▶ _WHAT YOU WILL DO_
What you write should be the line containing "Target: man's mouth" followed by every line after it to the end of the listing, exactly as given, and nothing more.

▶ _RECORDED INFORMATION_
☆ ☆ ☆ ☆

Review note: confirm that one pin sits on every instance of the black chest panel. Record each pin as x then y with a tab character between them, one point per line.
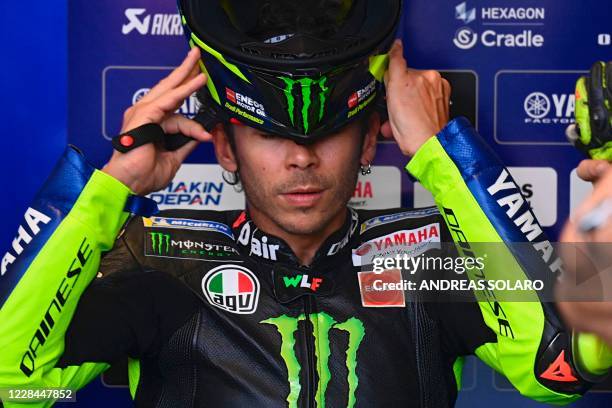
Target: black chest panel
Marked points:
266	332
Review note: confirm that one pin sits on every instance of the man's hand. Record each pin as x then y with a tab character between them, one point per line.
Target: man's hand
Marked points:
150	167
417	102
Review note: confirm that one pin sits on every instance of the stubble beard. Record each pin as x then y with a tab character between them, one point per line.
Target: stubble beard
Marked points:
262	197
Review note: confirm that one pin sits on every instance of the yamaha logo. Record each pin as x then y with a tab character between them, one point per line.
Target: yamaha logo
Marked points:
537	105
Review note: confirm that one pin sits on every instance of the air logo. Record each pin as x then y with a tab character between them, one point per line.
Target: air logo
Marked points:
160	243
323	325
306	90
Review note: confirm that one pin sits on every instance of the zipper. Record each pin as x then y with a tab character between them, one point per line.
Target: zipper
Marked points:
311	381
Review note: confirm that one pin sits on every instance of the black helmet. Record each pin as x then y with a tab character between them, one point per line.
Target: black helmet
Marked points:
299	69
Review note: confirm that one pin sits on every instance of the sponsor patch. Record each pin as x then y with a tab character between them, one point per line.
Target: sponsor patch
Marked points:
371	297
185	223
164	245
232	288
404	242
391	218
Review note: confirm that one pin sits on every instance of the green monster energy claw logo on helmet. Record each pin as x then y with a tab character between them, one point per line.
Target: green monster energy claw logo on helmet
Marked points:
322	324
160	243
306	100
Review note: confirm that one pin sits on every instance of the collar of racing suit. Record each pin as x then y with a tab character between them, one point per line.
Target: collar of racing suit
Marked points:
254	242
276	256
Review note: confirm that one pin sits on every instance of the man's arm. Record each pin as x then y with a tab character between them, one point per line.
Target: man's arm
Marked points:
75	217
482	204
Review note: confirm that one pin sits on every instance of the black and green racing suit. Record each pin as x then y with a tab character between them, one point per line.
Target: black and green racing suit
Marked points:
212	311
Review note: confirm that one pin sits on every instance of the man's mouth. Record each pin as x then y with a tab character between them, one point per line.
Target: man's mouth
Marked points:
303	196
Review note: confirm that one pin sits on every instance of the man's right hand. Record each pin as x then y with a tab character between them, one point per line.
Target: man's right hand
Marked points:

☆ ☆ ☆ ☆

▶ _REPLY TO THE TASK_
Target: man's mouth
Marked points:
303	196
Review note: confirm that one pin sits on every instance of the man's right hand. Record each pin as x then y with a tab character between them, one point per line.
Target: man's right hand
Marked points:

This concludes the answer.